#### Given request:
Quote the entries word for word. Omit the pictures.

* Start Records provided *

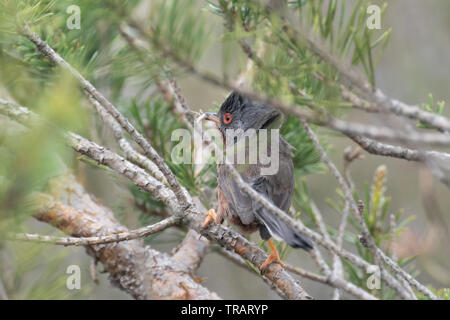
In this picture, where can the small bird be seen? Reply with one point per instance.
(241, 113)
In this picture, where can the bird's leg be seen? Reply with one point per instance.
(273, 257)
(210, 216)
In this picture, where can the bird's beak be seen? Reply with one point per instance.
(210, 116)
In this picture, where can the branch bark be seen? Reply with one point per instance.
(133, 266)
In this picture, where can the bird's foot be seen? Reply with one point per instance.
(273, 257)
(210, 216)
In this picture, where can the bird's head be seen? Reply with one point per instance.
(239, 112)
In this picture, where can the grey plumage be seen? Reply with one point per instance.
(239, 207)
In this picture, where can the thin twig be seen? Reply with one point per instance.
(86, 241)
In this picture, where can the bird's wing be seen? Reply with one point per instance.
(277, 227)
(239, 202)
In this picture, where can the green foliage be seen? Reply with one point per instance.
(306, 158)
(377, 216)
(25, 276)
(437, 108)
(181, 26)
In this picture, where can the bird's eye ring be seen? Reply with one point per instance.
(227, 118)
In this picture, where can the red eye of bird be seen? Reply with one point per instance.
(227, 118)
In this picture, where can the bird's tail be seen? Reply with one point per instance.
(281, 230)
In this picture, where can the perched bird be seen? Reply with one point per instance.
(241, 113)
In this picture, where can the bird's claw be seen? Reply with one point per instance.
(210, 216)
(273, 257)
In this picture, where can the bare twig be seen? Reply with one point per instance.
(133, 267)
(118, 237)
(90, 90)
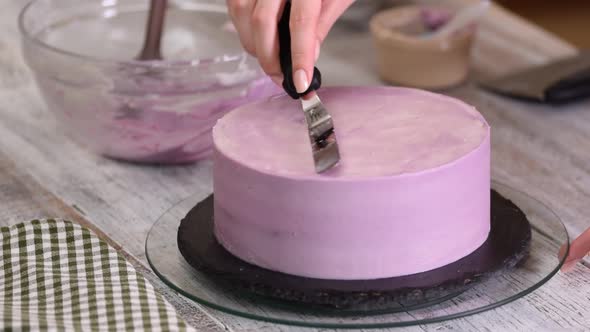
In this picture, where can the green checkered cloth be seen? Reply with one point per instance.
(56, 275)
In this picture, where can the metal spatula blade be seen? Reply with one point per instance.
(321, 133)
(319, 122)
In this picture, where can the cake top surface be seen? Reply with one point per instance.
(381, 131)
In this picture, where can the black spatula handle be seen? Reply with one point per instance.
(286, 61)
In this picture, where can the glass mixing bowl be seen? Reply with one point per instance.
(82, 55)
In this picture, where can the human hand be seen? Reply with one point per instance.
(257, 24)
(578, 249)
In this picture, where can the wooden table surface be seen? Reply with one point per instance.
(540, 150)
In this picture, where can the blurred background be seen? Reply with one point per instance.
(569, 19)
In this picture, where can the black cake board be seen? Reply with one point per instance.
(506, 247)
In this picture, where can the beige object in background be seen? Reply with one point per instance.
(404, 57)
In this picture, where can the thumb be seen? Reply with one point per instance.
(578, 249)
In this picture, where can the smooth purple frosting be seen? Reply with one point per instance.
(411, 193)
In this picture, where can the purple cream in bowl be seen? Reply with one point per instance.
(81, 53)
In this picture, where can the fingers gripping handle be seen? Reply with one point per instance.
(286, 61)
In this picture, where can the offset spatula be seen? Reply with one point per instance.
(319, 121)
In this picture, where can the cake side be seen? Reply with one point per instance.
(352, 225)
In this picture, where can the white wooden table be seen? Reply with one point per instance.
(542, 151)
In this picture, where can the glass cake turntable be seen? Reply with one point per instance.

* End Records provided *

#### Right answer:
In this picture, where can the small bird be seen? Reply with one point per instance.
(241, 113)
In this picture, where can the bird's leg be seen? Reply with one point per instance.
(273, 257)
(210, 216)
In this picture, where can the bird's beak be seen? Reply with one point per instance.
(210, 116)
In this picture, where can the branch bark be seen? Reply with one point per instance.
(133, 266)
In this picture, where can the bird's foot be seen? Reply with one point per instance.
(273, 257)
(210, 216)
In this picture, where can the bird's head be seen? Reply with one point per instance.
(239, 112)
In this picture, where can the grey plumage be seen? Reply with one point per instance.
(239, 207)
In this picture, where can the thin twig be seen? Reply with one point per instance.
(86, 241)
In this picture, where can the bird's wing be seen? Reply with one point per instance.
(277, 227)
(239, 202)
In this picture, where can the green foliage be seen? Reply with one point per instance.
(306, 158)
(377, 216)
(25, 276)
(437, 108)
(181, 26)
In this picture, where can the bird's eye ring be seen? Reply with one point per instance.
(227, 118)
In this picture, where can the red eye of bird be seen? Reply with one point per instance.
(227, 118)
In this picture, where can the bird's tail be seen? Reply with one point per instance.
(281, 230)
In this picture, where can the perched bird be seen? Reply with one point per instance.
(241, 113)
In this picture, where can the bird's claw be seen? Reply with one point per instance.
(210, 216)
(273, 257)
In this picture, where can the bare twig be seen? Reply with one point per instance.
(133, 267)
(118, 237)
(90, 90)
In this picture, where can the green checkered cloth be seen? Reply with one point per instance.
(56, 275)
In this picture, where can the metal spatula blade be seen? Reply with one point per instance.
(321, 133)
(319, 122)
In this picture, where can the cake top surface be seen? Reply with one point per instance.
(381, 131)
In this picture, where can the black spatula handle be seen? Reply with one point per instance.
(286, 61)
In this picture, where can the glass mixing bowl be seen? Reply with one point per instance.
(82, 55)
In this picture, where can the human hand be seen? Reply with one point per instance.
(257, 24)
(578, 249)
In this picture, where can the wooden table surface be seen? Reply with one point per instance.
(540, 150)
In this picture, where can the blurred background be seen? Reply with one point per instance.
(569, 19)
In this picture, where can the black cake board be seen? Reply with one point per instance.
(506, 247)
In this picture, where can the beige object in background be seen? Reply with one point per instance.
(404, 57)
In this picture, where can the thumb be seen? Reply with one point per instance.
(578, 249)
In this picture, where can the smooth purple frosting be seen? Reply with one point per instance.
(411, 193)
In this picture, where can the purple cream in bowl be seen? Reply with one point per instance.
(81, 53)
In this picture, where can the fingers gripping handle be seen? Reply with one point per instance.
(286, 61)
In this picture, where can the offset spatula be seen? Reply with one point per instance.
(319, 121)
In this picture, where can the cake side be seen? Reply with one point per instance.
(352, 225)
In this picture, where can the white wooden table be seen? Reply with one point per instance.
(542, 151)
In this picture, where can the glass cake turntable be seen? Reply with one point per instance.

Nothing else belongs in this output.